**Extrait fourni**:
%%

Il faut apporter des solutions conformes à ces exigences et refuser l’intrusion du fait culturel ethnique ou religieux dans la politique républicaine, comme nous pouvons le lire dans certains discours tant de l’extrême droite, de la droite, des socio-libéraux ou des gauchistes culturels et communautaristes.

Il est donc indispensable de rappeler que l’accélération du processus de marchandisation et de privatisation des activités humaines démarrédans la phase précédente, dite de la mondialisation néolibérale (à partir du milieu des années 70)
la ponction de 10 points de PIB, en un quart de siècle, dans la part des richesses produites au détriment du monde du travail(revenus du travail + cotisations sociales) et pour abonder la rémunération des actionnaires et le développement des économies parallèles par la concurrence des systèmes de protection sociale en vue de les privatiser et de les harmoniser par le bas.
La priorité doit consister à engager la résistance et à combattre avec efficacité toutes les concurrences entre systèmes de protection sociale.
Il faut donc combattre, contrairement à ce que proposent les gauchistes culturels et communautaristes, les quatre types de libre-échange : celui des capitaux, celui des services, celui des produits agricoles et manufacturés, celui de la force de travail.

%%

**Consignes**:
1. Recopiez mot pour mot le passage du texte sur le libre-échange et la protection sociale qui commence par « la ponction de » et se termine par « force de travail. ».
2. Reprenez le texte sur le libre-échange et la protection sociale et poursuivez-le après sa dernière phrase.
Les lignes placées ici constituent un matériau indépendant du texte.

**Données sources**:
%%

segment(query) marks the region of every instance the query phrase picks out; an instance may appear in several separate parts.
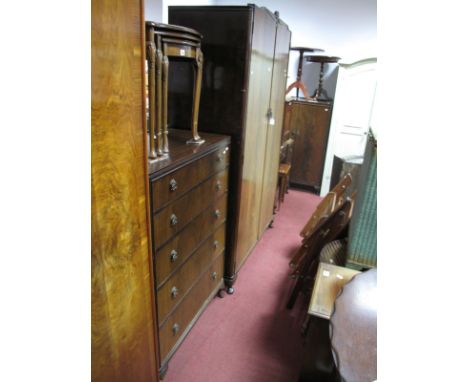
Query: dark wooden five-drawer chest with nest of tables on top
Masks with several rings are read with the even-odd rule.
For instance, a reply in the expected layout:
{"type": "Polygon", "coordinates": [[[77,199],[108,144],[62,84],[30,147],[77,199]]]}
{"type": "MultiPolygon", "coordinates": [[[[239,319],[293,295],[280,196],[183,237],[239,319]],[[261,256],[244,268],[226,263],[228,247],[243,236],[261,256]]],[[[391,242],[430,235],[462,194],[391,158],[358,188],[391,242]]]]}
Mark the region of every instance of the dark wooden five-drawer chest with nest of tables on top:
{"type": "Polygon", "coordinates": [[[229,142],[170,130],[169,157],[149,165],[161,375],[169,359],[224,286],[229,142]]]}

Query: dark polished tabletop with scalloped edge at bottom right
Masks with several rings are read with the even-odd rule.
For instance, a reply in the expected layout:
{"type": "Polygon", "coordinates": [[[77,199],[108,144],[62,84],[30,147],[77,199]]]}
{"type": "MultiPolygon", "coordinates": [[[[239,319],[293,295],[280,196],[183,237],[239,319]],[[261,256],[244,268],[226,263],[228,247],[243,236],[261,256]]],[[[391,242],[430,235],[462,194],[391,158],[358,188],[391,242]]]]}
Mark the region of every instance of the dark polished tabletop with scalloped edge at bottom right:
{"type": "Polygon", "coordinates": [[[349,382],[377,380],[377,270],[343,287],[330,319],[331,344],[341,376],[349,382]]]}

%%
%%

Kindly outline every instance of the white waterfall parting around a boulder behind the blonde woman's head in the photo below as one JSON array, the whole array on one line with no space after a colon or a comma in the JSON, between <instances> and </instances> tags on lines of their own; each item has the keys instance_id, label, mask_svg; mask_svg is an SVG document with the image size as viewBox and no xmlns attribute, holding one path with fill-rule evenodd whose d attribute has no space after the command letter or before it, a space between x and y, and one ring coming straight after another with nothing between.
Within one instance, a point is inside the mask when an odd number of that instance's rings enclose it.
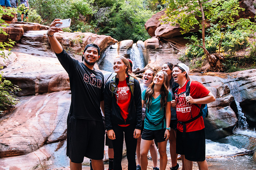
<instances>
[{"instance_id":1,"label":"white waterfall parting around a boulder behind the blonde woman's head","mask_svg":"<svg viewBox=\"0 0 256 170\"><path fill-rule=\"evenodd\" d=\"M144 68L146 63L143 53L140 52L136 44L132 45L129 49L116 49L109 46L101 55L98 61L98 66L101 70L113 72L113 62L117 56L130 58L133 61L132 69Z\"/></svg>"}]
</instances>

%%
%%

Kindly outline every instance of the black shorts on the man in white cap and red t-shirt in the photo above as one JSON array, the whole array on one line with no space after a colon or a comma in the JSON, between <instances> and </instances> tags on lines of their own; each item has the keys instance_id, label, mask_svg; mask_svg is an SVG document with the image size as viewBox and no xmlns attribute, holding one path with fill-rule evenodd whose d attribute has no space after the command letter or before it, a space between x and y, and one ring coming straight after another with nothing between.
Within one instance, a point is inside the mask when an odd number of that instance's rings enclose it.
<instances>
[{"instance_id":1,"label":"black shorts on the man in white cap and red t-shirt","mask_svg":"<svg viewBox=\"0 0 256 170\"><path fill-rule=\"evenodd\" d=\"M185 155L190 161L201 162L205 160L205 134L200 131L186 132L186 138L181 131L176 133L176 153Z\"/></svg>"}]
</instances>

%%

**Réponses**:
1.
la ponction de 10 points de PIB, en un quart de siècle, dans la part des richesses produites au détriment du monde du travail(revenus du travail + cotisations sociales) et pour abonder la rémunération des actionnaires et le développement des économies parallèles par la concurrence des systèmes de protection sociale en vue de les privatiser et de les harmoniser par le bas.
La priorité doit consister à engager la résistance et à combattre avec efficacité toutes les concurrences entre systèmes de protection sociale.
Il faut donc combattre, contrairement à ce que proposent les gauchistes culturels et communautaristes, les quatre types de libre-échange : celui des capitaux, celui des services, celui des produits agricoles et manufacturés, celui de la force de travail.

2.
Ainsi, aujourd’hui, le libre-échange des diplômés aboutit à une fuite des cerveaux des pays d’émigration et constitue un véritable pillage des pays pauvres au bénéfice des pays riches. Les mouvements internes aggravent le pillage des zones rurales par les zones urbaines et du secteur public par le secteur privé. Ce libre échange ruine les efforts de formation dans des domaines sensibles tels que la santé et l’éducation.
Cette analyse justifie plusieurs séries de mesures :

  1. Combattre le travail au noir en régularisant tous les sans -papiers (qui ainsi cotiseront aux caisses de la sécurité sociale) et l’éradiquer en créant des brigades d’intervention d’inspecteurs du  travail ainsi le travail au noir deviendra impossible et l’installation clandestine d’immigrés aussi. Il faut mettre fin au statu quo de tous les gouvernements depuis un quart de siècle qui de façon hypocrite ont maintenu un niveau travail au noir important pour le plus grand bien des dirigeants du turbo-capitalisme.
  2. Combattre toutes les politiques de libre-échange (capitaux, services, produits manufacturés et agricoles mais aussi de la force de travail).
  3. Mettre en place d’un néo-protectionnisme altruiste, social et écologique. Il s’agit de taxer les produits entrants uniquement en fonction du différentiel de protection sociale et écologique entre le pays exportateur et le pays importateur. Le produit de la taxe serait versé via un organisme international à construire sous l’égide de l’ONU pour financer les systèmes de protection sociale et écologique du pays exportateur. Lorsque l’écart baisse entre les systèmes de protection, les montants des taxes baissent en proportion. Par contre, il y a libre-échange entre les pays à protection sociale et écologique équivalent. Ce système devra fonctionner aussi bien dans les échanges avec les pays non européens que dans les échanges intra-européens.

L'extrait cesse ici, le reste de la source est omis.